Change "every instance" to "each instance" wherever it appears in the lines below, and reproduce everything else unaltered.

(Segmentation labeling lines)

^^^^^^^^^^^^^^^^

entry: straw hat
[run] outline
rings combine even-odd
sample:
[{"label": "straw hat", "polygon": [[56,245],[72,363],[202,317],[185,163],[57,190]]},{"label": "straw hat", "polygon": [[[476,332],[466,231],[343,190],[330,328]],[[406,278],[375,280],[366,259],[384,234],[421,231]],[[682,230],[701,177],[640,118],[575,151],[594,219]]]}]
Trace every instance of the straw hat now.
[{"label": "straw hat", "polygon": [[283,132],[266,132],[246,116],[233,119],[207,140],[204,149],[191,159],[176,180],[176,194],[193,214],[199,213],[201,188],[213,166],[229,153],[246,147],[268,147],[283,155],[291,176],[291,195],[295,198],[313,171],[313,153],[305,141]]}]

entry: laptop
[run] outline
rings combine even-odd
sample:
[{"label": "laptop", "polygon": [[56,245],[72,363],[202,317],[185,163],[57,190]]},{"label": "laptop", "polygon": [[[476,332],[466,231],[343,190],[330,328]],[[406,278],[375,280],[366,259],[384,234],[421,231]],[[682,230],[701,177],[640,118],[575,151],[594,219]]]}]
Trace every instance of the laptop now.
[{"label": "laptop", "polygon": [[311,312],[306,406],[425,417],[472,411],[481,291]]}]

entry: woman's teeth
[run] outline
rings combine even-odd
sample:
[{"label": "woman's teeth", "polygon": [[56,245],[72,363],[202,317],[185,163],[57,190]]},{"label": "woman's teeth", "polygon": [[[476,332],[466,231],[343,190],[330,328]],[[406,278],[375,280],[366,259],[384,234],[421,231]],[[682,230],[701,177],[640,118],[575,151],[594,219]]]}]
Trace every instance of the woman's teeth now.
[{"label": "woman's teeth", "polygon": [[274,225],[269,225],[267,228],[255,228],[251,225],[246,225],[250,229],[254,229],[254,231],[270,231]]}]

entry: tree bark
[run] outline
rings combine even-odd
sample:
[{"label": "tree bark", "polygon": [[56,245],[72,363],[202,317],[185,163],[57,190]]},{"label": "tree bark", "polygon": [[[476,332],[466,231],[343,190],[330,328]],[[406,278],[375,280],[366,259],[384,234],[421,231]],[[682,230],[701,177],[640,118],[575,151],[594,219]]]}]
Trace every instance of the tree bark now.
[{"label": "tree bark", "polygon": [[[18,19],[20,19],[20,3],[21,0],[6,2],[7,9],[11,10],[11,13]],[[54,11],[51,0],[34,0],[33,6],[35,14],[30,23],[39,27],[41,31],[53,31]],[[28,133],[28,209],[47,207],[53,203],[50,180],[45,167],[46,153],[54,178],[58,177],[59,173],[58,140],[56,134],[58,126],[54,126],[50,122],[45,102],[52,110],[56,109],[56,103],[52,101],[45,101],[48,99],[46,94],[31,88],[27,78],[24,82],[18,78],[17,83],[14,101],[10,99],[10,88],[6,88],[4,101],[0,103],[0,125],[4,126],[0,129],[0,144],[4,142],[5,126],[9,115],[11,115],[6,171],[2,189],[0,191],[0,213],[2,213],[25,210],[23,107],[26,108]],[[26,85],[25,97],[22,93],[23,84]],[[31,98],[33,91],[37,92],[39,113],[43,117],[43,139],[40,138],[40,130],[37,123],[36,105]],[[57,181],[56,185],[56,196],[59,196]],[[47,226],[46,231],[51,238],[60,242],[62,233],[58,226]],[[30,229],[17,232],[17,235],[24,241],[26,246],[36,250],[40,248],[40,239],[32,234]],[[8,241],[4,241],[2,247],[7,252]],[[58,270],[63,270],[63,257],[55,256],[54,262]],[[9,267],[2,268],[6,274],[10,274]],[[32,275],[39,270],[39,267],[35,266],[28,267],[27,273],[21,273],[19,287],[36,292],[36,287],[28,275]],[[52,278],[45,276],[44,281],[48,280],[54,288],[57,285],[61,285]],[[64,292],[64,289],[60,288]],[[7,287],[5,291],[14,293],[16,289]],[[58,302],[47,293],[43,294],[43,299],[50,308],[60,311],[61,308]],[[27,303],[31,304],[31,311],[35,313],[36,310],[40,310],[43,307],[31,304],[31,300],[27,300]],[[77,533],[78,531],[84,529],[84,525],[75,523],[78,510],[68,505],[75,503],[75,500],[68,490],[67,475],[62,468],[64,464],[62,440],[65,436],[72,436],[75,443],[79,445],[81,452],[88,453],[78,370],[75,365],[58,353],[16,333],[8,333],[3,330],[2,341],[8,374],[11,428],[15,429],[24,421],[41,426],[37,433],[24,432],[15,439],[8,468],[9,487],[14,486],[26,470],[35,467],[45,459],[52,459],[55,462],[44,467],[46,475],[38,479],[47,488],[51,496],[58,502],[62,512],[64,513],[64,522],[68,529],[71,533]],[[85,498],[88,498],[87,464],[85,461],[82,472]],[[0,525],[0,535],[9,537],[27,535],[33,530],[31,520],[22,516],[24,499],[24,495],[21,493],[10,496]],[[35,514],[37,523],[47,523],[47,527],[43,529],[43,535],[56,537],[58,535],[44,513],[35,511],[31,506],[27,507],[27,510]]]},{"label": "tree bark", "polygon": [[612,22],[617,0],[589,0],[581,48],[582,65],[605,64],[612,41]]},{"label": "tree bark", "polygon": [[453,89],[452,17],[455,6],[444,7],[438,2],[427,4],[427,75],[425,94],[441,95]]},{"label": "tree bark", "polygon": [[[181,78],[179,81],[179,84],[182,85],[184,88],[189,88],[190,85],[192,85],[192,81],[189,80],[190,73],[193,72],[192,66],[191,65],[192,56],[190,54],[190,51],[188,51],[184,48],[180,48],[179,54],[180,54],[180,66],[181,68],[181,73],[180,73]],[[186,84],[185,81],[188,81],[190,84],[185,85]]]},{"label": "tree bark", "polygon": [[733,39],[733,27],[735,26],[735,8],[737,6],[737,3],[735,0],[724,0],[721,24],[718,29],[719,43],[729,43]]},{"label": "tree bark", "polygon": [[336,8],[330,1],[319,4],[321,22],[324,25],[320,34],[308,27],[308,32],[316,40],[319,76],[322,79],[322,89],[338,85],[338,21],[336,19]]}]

^^^^^^^^^^^^^^^^

=== Correct result ===
entry: straw hat
[run] outline
rings combine even-odd
sample:
[{"label": "straw hat", "polygon": [[56,245],[72,363],[202,317],[185,163],[57,190]]},{"label": "straw hat", "polygon": [[[476,332],[466,231],[343,190],[330,328]],[[406,278],[375,280],[366,259],[384,234],[421,231]],[[682,230],[701,177],[640,118],[575,151],[594,219]]]}]
Trace each instance of the straw hat now.
[{"label": "straw hat", "polygon": [[283,132],[266,132],[246,116],[233,119],[207,140],[204,149],[191,159],[176,180],[176,194],[193,214],[199,213],[201,188],[213,166],[229,153],[246,147],[268,147],[283,155],[291,176],[291,195],[295,198],[313,171],[313,153],[305,141]]}]

entry: laptop
[run] outline
rings combine even-odd
sample:
[{"label": "laptop", "polygon": [[56,245],[72,363],[202,317],[185,163],[57,190]]},{"label": "laptop", "polygon": [[[476,332],[466,231],[343,190],[330,328]],[[406,278],[375,280],[366,259],[384,234],[421,231]],[[682,230],[701,177],[640,118],[575,151],[594,219]]]}]
Trace each instance of the laptop now.
[{"label": "laptop", "polygon": [[311,312],[306,406],[425,417],[472,411],[481,291]]}]

entry: woman's teeth
[run] outline
rings combine even-odd
sample:
[{"label": "woman's teeth", "polygon": [[56,245],[72,363],[202,317],[185,163],[57,190]]},{"label": "woman's teeth", "polygon": [[[476,332],[466,231],[343,190],[330,328]],[[406,278],[375,280],[366,259],[384,234],[421,231]],[[682,230],[701,177],[640,118],[575,151],[594,219]]]}]
Trace each instance of the woman's teeth now.
[{"label": "woman's teeth", "polygon": [[274,225],[269,225],[267,228],[255,228],[251,225],[246,225],[250,229],[254,229],[254,231],[270,231]]}]

entry: tree bark
[run] outline
rings combine even-odd
sample:
[{"label": "tree bark", "polygon": [[56,245],[72,363],[202,317],[185,163],[57,190]]},{"label": "tree bark", "polygon": [[[476,332],[466,231],[343,190],[330,328]],[[406,278],[375,280],[366,259],[384,234],[421,231]],[[682,230],[701,177],[640,118],[575,151],[594,219]]]}]
Trace each instance of the tree bark now.
[{"label": "tree bark", "polygon": [[[18,19],[20,19],[20,3],[21,0],[6,2],[7,9],[11,10],[11,13]],[[54,11],[51,0],[34,0],[33,6],[35,14],[30,23],[39,27],[41,31],[53,31]],[[28,133],[28,209],[47,207],[53,203],[50,180],[45,167],[46,153],[54,178],[58,177],[59,173],[58,140],[56,134],[58,126],[54,126],[50,122],[45,102],[52,110],[56,109],[56,103],[52,101],[45,101],[48,99],[46,94],[31,88],[27,78],[24,82],[18,78],[17,83],[14,101],[10,99],[10,88],[6,88],[4,101],[0,103],[0,125],[4,126],[0,129],[0,144],[4,142],[5,126],[9,115],[11,115],[6,171],[2,189],[0,191],[0,213],[2,213],[25,210],[23,107],[26,108]],[[26,85],[25,97],[22,93],[23,84]],[[31,98],[33,91],[37,92],[39,113],[43,117],[43,139],[40,138],[40,130],[37,123],[36,105]],[[57,181],[56,185],[56,196],[59,196]],[[47,226],[46,231],[51,238],[60,242],[62,233],[58,226]],[[30,229],[17,232],[17,235],[24,241],[26,246],[36,250],[40,248],[40,239],[32,234]],[[8,241],[4,241],[2,247],[7,252]],[[58,270],[63,270],[63,257],[55,256],[54,262]],[[9,267],[2,268],[6,274],[10,274]],[[32,275],[39,270],[39,267],[35,266],[28,267],[27,273],[21,273],[19,287],[36,292],[36,287],[28,275]],[[52,278],[45,276],[44,281],[48,280],[54,288],[57,285],[61,285]],[[64,292],[64,289],[60,288]],[[7,287],[5,291],[14,293],[16,289]],[[58,302],[47,293],[43,294],[43,299],[50,308],[60,311],[61,308]],[[27,303],[31,304],[31,311],[35,313],[36,310],[40,310],[43,307],[31,304],[31,300],[27,300]],[[77,533],[78,531],[84,529],[84,525],[75,523],[78,510],[68,505],[75,503],[75,500],[68,490],[67,475],[62,468],[64,464],[62,440],[65,436],[72,436],[75,443],[79,445],[81,452],[88,453],[78,370],[75,365],[58,353],[16,333],[8,333],[3,330],[2,341],[8,374],[11,428],[15,429],[24,421],[41,426],[37,433],[24,432],[15,439],[8,468],[9,487],[14,486],[26,470],[35,467],[45,459],[52,459],[55,462],[44,467],[46,475],[38,479],[47,488],[51,496],[58,502],[62,512],[64,513],[64,522],[68,529],[71,533]],[[85,498],[88,498],[87,464],[85,461],[82,472]],[[0,525],[0,535],[9,537],[27,535],[33,530],[31,520],[22,516],[24,499],[24,495],[21,493],[10,496]],[[35,514],[37,523],[47,523],[47,527],[43,529],[43,535],[56,537],[58,535],[44,513],[35,511],[31,506],[27,507],[27,510]]]},{"label": "tree bark", "polygon": [[612,22],[617,0],[589,0],[581,48],[582,65],[605,64],[612,41]]},{"label": "tree bark", "polygon": [[453,89],[452,17],[455,6],[444,7],[438,2],[427,4],[427,75],[425,94],[441,95]]},{"label": "tree bark", "polygon": [[[181,78],[179,81],[179,84],[182,85],[184,88],[189,88],[190,85],[192,85],[192,81],[189,80],[190,73],[193,72],[192,66],[191,65],[192,56],[190,54],[190,51],[188,51],[184,48],[180,48],[179,54],[180,54],[180,66],[181,68],[181,73],[180,73]],[[186,84],[185,81],[188,81],[190,84],[185,85]]]},{"label": "tree bark", "polygon": [[733,39],[733,27],[735,26],[735,8],[737,6],[737,3],[735,0],[724,0],[721,24],[718,29],[719,43],[729,43]]},{"label": "tree bark", "polygon": [[336,8],[330,1],[319,4],[321,22],[324,25],[320,34],[308,27],[308,32],[316,40],[319,76],[322,79],[322,89],[338,85],[338,21],[336,19]]}]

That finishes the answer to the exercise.